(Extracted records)

--------------------

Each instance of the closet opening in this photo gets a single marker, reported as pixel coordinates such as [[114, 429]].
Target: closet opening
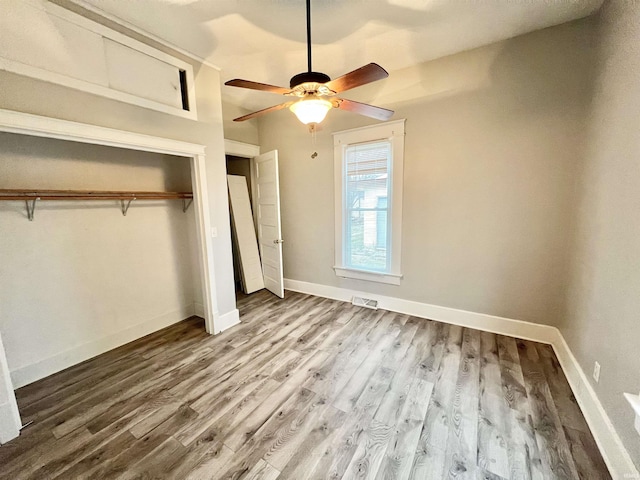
[[87, 275]]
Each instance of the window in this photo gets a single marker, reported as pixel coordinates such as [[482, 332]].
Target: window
[[368, 176]]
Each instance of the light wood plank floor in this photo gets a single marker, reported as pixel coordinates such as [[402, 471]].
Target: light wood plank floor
[[308, 388]]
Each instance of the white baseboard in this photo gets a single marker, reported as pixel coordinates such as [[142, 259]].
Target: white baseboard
[[30, 373], [615, 455], [225, 321], [613, 451], [9, 429], [464, 318], [198, 309]]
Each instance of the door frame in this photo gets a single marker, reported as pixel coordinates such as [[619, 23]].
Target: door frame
[[40, 126]]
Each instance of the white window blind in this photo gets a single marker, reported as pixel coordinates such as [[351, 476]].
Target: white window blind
[[367, 174]]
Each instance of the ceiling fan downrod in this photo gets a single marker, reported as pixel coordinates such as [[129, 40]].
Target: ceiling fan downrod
[[309, 76]]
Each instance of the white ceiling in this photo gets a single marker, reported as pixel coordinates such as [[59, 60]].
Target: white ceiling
[[264, 40]]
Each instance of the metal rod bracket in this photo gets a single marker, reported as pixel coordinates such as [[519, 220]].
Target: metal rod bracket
[[125, 208], [31, 208]]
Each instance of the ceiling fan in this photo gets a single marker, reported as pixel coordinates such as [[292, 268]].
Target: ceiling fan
[[316, 92]]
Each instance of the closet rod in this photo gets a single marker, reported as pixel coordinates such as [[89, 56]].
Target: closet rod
[[31, 196], [17, 194]]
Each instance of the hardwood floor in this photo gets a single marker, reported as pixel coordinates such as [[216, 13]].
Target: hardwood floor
[[308, 388]]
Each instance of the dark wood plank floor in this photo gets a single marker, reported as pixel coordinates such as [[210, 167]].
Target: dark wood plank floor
[[308, 388]]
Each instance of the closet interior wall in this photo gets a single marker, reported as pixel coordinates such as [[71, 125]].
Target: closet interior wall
[[81, 274]]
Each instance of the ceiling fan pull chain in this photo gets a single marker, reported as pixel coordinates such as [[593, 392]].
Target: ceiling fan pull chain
[[309, 35], [313, 128]]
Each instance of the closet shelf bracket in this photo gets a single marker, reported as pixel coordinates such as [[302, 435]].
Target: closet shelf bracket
[[31, 207], [124, 205]]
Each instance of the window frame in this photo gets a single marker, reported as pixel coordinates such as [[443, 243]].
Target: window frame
[[393, 132]]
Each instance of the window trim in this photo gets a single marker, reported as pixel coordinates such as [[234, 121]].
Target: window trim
[[394, 132]]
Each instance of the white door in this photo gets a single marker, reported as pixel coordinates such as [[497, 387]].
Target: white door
[[267, 201]]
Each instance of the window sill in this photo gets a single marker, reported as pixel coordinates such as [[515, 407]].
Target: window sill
[[389, 278]]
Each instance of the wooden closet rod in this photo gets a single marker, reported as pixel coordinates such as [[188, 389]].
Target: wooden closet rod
[[31, 196], [16, 194]]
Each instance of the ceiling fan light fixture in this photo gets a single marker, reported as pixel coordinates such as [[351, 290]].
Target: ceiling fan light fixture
[[311, 110]]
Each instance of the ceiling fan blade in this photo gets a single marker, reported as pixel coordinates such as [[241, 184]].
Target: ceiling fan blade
[[365, 109], [361, 76], [263, 111], [238, 82]]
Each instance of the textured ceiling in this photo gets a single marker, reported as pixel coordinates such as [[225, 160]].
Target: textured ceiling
[[264, 40]]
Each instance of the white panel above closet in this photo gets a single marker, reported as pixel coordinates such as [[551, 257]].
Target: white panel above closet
[[134, 72], [45, 41]]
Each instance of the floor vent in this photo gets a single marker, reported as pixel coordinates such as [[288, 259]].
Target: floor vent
[[365, 302]]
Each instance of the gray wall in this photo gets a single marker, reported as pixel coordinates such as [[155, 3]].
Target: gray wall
[[602, 322], [493, 146]]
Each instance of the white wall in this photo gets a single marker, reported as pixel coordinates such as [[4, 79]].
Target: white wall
[[37, 97], [494, 138], [602, 322], [82, 274]]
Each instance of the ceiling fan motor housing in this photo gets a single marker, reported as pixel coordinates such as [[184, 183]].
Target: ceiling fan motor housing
[[308, 77]]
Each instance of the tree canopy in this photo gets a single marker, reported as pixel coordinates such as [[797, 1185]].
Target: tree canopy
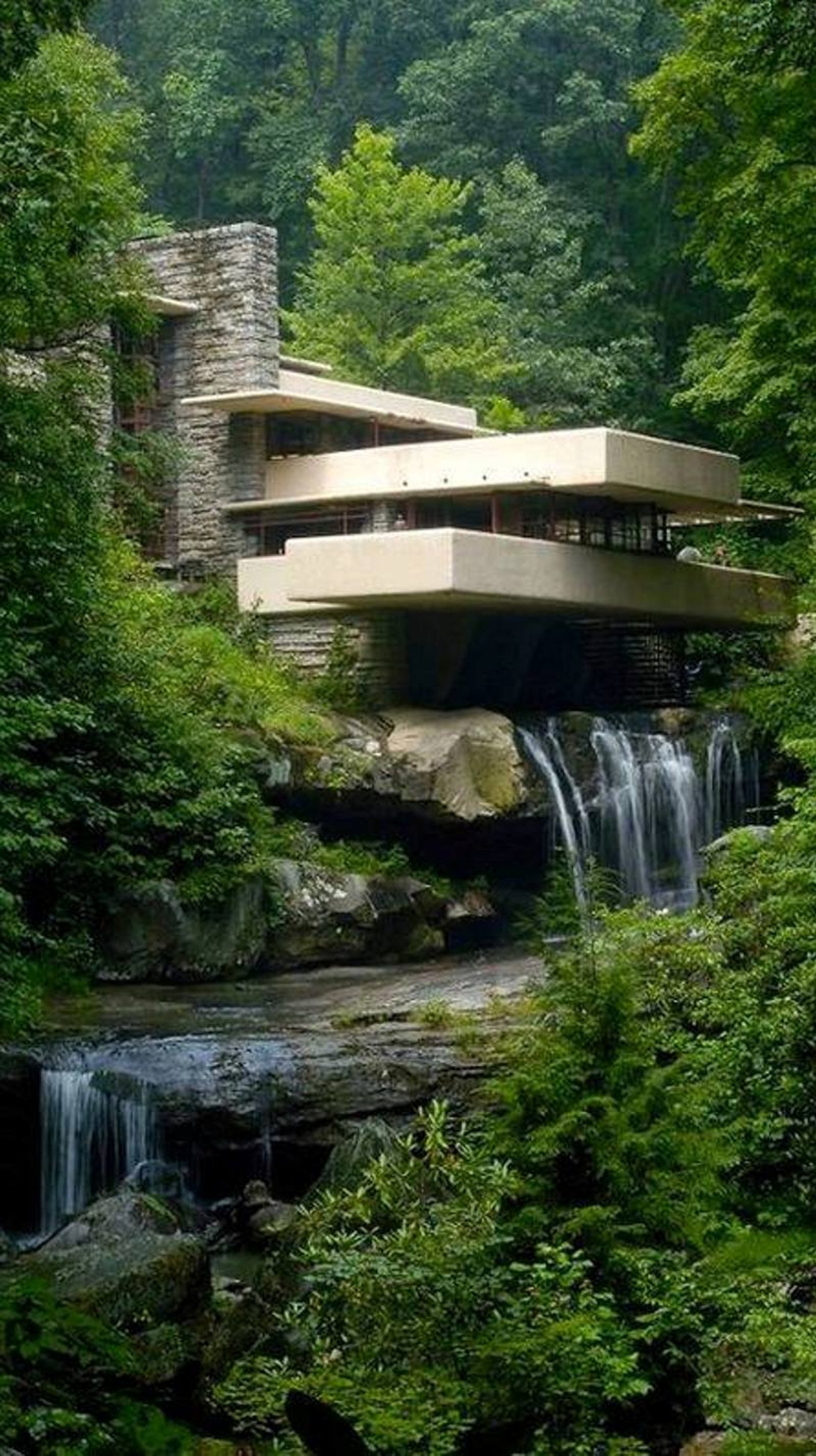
[[395, 292]]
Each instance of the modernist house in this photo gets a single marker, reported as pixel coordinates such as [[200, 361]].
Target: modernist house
[[531, 570]]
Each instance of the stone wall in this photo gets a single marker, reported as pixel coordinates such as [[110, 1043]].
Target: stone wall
[[377, 640], [231, 344]]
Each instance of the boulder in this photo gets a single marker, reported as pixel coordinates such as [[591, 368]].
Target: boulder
[[150, 935], [467, 763], [460, 766], [261, 1216], [793, 1420], [332, 918], [127, 1261]]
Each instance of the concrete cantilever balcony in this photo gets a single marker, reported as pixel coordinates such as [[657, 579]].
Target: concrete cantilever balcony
[[477, 571]]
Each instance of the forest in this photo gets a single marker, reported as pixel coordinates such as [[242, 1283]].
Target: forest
[[564, 213]]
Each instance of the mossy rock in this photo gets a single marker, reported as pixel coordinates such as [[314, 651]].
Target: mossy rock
[[125, 1261]]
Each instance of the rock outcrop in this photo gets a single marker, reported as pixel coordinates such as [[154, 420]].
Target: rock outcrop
[[446, 766], [127, 1260], [150, 935], [300, 915], [329, 918]]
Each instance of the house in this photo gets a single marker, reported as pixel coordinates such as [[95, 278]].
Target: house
[[463, 567]]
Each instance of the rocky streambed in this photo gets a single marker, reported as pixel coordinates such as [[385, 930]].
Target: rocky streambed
[[238, 1081]]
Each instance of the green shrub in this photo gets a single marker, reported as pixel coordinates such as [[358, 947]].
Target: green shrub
[[418, 1324]]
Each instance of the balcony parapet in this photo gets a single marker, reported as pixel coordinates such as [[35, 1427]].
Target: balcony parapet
[[479, 573]]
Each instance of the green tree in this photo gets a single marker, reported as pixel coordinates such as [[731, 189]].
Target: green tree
[[24, 25], [729, 121], [395, 293], [585, 347]]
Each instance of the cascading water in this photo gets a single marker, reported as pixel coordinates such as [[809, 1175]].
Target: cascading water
[[91, 1139], [649, 812]]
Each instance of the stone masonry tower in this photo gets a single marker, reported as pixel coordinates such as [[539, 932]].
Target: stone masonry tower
[[217, 293]]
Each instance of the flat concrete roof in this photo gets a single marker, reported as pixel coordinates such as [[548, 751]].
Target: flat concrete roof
[[685, 481], [463, 570], [306, 366], [297, 391]]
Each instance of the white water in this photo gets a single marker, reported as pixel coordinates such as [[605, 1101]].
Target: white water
[[91, 1139], [648, 812]]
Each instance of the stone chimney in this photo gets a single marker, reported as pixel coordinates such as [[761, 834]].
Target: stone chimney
[[229, 344]]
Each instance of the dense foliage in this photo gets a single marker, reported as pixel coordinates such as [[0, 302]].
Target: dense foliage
[[623, 1242], [395, 292], [729, 118]]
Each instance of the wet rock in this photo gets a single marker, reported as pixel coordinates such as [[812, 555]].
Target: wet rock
[[330, 918], [162, 1354], [125, 1260], [262, 1218], [443, 766], [149, 935], [352, 1155], [466, 763], [790, 1421]]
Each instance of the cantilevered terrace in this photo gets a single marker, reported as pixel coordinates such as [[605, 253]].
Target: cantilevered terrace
[[575, 523]]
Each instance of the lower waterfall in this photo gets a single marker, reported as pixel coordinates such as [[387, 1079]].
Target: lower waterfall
[[91, 1139], [649, 809]]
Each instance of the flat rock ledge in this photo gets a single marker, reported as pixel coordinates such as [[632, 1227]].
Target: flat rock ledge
[[300, 915]]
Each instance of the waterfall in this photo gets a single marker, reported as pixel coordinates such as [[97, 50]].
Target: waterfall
[[728, 785], [547, 755], [648, 812], [91, 1139]]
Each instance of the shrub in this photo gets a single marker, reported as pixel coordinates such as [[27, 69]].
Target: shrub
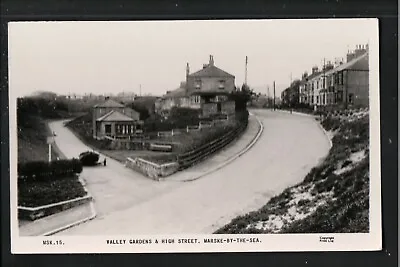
[[89, 158], [33, 194], [42, 170]]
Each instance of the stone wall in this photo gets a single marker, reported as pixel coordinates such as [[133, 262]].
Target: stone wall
[[228, 107]]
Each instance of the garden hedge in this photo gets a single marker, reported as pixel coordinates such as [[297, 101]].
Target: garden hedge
[[42, 170]]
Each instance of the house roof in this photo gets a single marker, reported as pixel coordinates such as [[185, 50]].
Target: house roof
[[115, 116], [352, 64], [211, 71], [109, 104], [179, 92], [210, 92]]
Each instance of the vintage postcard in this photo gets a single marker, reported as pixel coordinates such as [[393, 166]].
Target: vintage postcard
[[194, 136]]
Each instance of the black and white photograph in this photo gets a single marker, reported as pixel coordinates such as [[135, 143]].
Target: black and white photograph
[[194, 136]]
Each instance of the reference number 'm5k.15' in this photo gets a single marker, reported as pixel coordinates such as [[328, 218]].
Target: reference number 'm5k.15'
[[53, 242], [326, 239]]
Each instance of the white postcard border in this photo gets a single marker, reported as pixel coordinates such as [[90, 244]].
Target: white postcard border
[[271, 242]]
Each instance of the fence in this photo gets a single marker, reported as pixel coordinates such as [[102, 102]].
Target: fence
[[188, 159], [185, 160], [151, 169]]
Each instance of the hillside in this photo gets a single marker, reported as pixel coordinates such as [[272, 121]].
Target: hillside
[[333, 197], [32, 114]]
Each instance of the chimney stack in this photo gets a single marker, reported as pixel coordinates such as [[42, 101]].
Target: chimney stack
[[314, 69], [211, 63]]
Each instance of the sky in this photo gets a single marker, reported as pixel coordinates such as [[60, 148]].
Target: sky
[[112, 57]]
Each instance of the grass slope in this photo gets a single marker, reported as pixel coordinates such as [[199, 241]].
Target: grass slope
[[333, 197], [32, 140]]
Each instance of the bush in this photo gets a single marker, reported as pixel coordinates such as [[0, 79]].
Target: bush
[[43, 171], [89, 158], [47, 192]]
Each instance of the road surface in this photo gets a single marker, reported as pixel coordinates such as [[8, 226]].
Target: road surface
[[128, 203]]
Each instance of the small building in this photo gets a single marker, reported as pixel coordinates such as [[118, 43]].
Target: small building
[[114, 120], [207, 89]]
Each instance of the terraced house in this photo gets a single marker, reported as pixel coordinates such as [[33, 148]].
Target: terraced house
[[344, 85], [206, 89]]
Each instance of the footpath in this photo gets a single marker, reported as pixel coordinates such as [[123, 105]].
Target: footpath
[[72, 217], [222, 158]]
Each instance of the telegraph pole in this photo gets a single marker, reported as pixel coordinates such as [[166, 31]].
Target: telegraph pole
[[245, 72], [274, 95]]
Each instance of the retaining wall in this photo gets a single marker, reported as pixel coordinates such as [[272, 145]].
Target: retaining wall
[[150, 169]]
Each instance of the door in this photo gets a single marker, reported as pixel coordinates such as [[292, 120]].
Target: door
[[219, 107], [108, 129]]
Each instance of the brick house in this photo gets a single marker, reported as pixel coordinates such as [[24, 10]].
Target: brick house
[[115, 120], [344, 85], [207, 89]]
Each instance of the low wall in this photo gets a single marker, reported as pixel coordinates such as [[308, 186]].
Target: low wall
[[35, 213], [150, 169]]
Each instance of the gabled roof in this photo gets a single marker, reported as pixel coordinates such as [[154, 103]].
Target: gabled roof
[[352, 64], [180, 92], [115, 116], [109, 104], [211, 71]]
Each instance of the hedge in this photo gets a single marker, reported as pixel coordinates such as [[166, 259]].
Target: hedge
[[42, 170]]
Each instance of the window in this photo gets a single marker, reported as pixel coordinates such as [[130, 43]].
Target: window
[[341, 78], [197, 84], [351, 98], [221, 84], [196, 99]]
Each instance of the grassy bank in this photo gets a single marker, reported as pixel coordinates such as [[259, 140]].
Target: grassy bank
[[333, 197], [32, 117], [39, 193]]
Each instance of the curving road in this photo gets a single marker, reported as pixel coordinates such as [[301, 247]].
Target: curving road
[[128, 203]]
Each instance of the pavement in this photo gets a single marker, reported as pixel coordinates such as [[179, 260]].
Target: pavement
[[224, 157], [111, 195], [128, 203]]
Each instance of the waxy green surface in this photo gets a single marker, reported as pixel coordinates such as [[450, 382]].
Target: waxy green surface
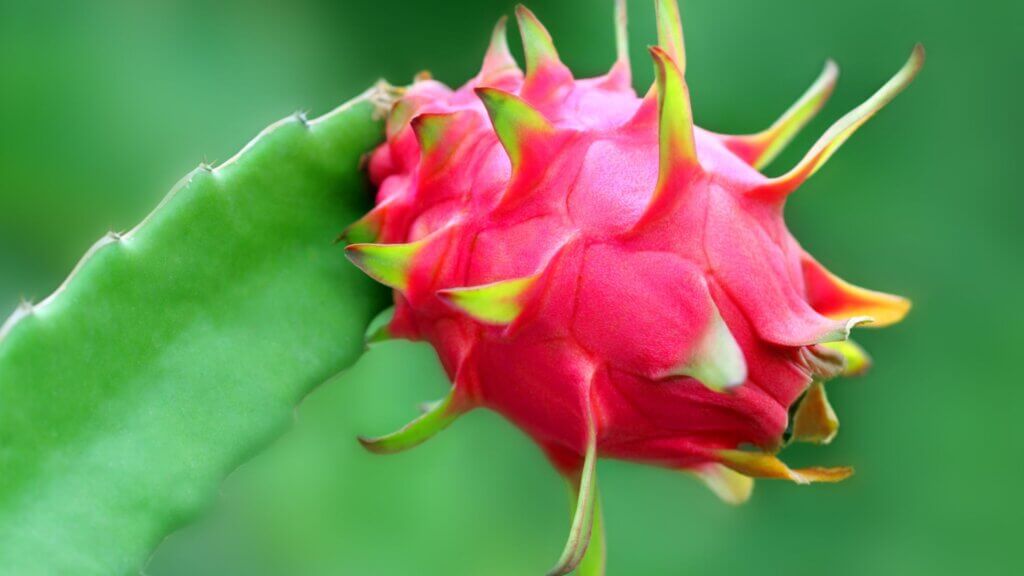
[[176, 351]]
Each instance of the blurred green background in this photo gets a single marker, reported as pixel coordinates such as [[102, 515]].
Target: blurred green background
[[104, 104]]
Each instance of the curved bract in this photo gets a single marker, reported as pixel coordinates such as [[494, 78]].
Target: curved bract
[[610, 278], [178, 348]]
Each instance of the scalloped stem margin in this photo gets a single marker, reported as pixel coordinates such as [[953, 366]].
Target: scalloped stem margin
[[176, 351]]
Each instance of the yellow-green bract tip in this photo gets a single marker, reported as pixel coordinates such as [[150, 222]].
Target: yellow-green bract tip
[[515, 121], [537, 43], [844, 128], [500, 302], [387, 263], [670, 32]]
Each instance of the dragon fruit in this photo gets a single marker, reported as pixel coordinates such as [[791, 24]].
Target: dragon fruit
[[613, 280]]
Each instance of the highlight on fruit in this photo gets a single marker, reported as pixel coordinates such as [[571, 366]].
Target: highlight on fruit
[[610, 278]]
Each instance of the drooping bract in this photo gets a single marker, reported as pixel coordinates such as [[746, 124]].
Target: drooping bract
[[607, 276]]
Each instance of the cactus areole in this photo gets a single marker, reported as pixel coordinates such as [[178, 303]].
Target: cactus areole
[[613, 280]]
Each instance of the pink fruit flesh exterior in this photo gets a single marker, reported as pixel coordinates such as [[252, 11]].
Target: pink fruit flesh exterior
[[634, 249]]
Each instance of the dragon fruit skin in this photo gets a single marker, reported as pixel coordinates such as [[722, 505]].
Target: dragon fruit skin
[[613, 280]]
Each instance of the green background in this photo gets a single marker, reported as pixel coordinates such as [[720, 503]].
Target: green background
[[103, 105]]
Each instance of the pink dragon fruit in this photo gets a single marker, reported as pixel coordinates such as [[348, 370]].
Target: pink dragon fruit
[[613, 280]]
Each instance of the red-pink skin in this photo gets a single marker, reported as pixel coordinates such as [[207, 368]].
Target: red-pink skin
[[616, 305]]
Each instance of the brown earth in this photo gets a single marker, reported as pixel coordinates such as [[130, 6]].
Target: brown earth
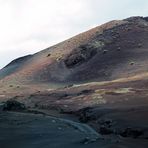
[[100, 77]]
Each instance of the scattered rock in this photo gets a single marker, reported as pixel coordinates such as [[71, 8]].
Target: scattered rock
[[134, 133], [13, 105]]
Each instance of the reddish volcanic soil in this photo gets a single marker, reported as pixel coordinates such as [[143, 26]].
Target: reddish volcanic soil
[[99, 77]]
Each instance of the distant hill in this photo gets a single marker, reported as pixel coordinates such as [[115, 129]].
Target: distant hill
[[117, 49]]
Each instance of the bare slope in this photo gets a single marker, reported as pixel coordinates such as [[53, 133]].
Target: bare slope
[[114, 50]]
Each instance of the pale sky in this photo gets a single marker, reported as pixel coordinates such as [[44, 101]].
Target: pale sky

--------------------

- **PROBLEM REQUIREMENTS**: In the records above, find the line with "Each instance of the pavement" and the line with "Each instance of the yellow-green". Write out exactly those lines and every one between, with no pictures and no other lines.

- **SOLVED PROBLEM**:
Each instance of the pavement in this photo gets a single marker, reported as pixel coordinates such as [[179, 260]].
Target: pavement
[[224, 157], [111, 195], [128, 203]]
Each instance of the waxy green surface in this photo gets a single marker, reported as pixel coordinates such as [[450, 382]].
Target: waxy green surface
[[176, 351]]
Each instance of the blurred green background in this photo gets a single marker, reported as pixel coordinates such as [[102, 515]].
Target: blurred green background
[[104, 104]]
Each instance of the curved bract in this photo gets a single marker, reported as pixel coordinates such as [[494, 78]].
Target: curved bract
[[610, 278], [178, 348]]
Each instance of the scalloped stem margin in this photo gets a single marker, reported as pixel coordinates such as [[953, 366]].
Target: scalloped stem margin
[[176, 351]]
Each instance of the yellow-green bract tip in this photo gets a single marker, reported as pixel coordinates such as [[150, 222]].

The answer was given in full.